◆ TASK BRIEF
Pull the lines of the listing below from the one containing "the snow chunk" through the one containing "(198, 584), (514, 654)", and reproduce them verbatim.

◆ INFORMATION GIVEN
┄┄┄┄┄┄┄┄┄┄┄┄┄┄┄┄┄┄┄┄
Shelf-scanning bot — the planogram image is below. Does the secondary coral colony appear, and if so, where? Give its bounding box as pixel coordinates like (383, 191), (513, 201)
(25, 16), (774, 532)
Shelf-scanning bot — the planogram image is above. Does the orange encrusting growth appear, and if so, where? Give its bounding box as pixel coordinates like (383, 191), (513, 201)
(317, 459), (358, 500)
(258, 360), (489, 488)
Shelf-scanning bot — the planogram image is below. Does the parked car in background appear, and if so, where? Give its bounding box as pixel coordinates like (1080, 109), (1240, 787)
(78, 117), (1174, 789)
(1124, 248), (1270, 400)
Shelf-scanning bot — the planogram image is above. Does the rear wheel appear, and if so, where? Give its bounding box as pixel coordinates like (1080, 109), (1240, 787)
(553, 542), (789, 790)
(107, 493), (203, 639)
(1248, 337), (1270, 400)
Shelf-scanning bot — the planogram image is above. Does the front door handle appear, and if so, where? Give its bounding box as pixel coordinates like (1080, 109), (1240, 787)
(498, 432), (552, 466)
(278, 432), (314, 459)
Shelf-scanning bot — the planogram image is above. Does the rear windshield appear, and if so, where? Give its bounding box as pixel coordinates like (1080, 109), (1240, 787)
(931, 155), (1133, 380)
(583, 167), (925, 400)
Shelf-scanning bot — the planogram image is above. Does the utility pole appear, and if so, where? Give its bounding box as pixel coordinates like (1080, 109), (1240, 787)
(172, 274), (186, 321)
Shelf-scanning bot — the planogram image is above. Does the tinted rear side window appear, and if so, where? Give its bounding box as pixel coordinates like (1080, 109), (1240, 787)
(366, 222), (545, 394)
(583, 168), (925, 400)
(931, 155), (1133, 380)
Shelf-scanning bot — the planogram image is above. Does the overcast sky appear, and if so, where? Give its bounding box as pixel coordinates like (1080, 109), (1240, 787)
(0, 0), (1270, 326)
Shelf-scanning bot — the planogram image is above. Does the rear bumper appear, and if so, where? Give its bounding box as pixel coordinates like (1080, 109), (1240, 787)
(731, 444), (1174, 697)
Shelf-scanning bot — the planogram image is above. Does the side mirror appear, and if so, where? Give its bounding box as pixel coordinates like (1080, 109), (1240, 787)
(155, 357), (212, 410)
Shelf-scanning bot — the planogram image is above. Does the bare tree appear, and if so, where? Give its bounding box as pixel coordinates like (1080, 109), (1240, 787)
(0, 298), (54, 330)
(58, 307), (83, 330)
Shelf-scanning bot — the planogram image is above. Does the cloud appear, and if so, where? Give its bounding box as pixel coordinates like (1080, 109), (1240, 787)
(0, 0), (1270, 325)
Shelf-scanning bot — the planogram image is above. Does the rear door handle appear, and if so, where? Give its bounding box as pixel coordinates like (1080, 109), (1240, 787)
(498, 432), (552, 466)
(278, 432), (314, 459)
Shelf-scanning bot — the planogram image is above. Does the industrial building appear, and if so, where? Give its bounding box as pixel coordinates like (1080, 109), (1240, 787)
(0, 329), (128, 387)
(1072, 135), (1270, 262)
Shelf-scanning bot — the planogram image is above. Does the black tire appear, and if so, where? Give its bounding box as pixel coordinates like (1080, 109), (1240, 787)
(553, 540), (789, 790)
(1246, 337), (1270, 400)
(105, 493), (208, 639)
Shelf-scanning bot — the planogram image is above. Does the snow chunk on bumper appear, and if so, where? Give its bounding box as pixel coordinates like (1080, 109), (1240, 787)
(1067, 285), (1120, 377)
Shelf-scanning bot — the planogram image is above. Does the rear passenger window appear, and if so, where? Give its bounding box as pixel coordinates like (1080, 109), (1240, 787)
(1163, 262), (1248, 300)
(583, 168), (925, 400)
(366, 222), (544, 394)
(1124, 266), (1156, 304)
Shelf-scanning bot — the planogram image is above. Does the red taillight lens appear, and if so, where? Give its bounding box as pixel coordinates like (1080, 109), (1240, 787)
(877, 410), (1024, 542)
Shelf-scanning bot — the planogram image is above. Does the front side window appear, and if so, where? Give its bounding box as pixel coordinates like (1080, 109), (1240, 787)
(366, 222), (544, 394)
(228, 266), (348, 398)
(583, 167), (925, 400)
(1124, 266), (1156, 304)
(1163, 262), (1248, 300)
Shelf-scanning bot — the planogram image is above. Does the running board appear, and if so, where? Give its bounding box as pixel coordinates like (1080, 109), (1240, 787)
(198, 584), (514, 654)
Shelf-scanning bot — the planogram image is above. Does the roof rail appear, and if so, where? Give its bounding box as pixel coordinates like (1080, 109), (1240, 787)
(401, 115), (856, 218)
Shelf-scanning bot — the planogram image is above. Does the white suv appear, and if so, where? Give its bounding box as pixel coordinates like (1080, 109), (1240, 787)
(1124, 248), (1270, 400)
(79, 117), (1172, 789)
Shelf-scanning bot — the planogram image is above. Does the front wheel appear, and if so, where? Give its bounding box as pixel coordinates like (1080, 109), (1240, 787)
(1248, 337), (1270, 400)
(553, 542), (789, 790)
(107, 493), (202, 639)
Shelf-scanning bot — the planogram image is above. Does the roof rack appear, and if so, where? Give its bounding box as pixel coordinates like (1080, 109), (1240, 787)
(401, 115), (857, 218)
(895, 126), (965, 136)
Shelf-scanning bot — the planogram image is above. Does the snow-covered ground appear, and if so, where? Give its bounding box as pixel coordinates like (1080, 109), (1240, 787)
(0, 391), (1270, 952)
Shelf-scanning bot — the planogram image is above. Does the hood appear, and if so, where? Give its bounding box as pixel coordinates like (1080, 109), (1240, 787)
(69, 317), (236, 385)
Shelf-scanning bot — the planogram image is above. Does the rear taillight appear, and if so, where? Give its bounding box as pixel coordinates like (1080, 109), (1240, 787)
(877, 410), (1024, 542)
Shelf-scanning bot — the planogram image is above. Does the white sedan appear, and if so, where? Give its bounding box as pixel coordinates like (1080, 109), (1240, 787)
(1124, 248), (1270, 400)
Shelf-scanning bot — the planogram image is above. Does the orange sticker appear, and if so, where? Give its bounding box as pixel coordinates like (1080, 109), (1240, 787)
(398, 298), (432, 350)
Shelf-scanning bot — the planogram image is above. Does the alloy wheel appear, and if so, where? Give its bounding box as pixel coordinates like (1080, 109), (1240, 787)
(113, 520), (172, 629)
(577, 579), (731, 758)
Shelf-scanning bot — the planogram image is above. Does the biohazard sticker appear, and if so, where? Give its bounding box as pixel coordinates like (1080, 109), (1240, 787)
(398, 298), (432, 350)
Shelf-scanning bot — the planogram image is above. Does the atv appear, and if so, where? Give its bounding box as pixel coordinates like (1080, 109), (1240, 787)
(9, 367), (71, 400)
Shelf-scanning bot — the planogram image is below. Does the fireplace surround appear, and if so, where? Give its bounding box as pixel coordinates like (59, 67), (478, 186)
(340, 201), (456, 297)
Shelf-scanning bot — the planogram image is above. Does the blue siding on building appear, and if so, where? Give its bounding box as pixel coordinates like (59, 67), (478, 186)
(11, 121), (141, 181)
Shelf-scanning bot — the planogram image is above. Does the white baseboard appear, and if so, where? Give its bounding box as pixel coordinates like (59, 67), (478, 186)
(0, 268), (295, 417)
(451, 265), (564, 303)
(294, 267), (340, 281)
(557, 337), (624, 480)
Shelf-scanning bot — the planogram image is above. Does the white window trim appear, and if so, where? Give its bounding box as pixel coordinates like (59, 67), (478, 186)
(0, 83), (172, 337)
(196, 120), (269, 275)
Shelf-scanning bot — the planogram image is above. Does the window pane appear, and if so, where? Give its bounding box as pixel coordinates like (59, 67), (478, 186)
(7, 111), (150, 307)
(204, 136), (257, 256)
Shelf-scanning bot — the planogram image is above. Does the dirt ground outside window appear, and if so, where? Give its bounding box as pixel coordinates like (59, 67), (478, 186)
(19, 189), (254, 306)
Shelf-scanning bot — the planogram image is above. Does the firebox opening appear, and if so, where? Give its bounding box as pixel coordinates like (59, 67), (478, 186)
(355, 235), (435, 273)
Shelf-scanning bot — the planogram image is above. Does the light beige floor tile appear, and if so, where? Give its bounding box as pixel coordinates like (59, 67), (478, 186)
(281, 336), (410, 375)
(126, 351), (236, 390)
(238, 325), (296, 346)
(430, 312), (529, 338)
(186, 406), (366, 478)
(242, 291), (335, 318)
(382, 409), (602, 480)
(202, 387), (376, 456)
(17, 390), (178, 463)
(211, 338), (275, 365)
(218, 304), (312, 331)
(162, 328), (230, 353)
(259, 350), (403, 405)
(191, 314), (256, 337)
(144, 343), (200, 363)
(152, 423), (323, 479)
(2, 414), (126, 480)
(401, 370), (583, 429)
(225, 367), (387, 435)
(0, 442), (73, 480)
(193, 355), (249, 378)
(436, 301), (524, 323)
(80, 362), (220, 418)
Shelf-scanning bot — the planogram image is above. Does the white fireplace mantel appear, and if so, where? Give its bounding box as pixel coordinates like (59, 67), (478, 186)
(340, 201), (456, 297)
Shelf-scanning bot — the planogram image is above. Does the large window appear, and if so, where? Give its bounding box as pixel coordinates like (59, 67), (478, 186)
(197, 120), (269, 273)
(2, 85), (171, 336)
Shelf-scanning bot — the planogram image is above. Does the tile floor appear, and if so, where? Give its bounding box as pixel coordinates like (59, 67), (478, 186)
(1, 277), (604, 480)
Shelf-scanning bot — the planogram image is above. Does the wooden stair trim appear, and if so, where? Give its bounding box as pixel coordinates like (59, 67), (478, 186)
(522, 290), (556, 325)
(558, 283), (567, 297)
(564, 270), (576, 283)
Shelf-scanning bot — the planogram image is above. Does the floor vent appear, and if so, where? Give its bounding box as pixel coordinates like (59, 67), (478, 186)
┄┄┄┄┄┄┄┄┄┄┄┄┄┄┄┄┄┄┄┄
◆ RESULT
Shelf-scanning bot — the planogram image is above. Does the snow chunk on bumper appear, and if so, where? Give its bounding box as pixel coordinates like (1080, 109), (1240, 787)
(1067, 285), (1120, 377)
Shelf-scanning bot — the planogram image is above. Does the rear passenger window appear, and if so, where? Give its bounding box as pixel coordinates like (1080, 109), (1240, 787)
(1163, 262), (1248, 300)
(583, 168), (925, 400)
(366, 222), (544, 394)
(1124, 266), (1156, 304)
Shelf-scanning bot — the planogram image is above. Does the red taillight lens appear, and if so, where? Give its bounding box as pixel coordinates like (1080, 109), (1240, 787)
(877, 410), (1024, 542)
Shelf-scanning bot — the planogram image is above. Does the front side window appear, and if so, where? Give its bounding box as pixel coordinates like (1080, 109), (1240, 787)
(366, 222), (544, 394)
(228, 266), (348, 398)
(583, 167), (925, 400)
(1124, 266), (1156, 304)
(1163, 262), (1248, 300)
Shelf-scanning bot — the planogram image is above. Does the running board appear, and if so, where? Give its bounding box as pixel coordinates like (1080, 109), (1240, 787)
(198, 584), (514, 654)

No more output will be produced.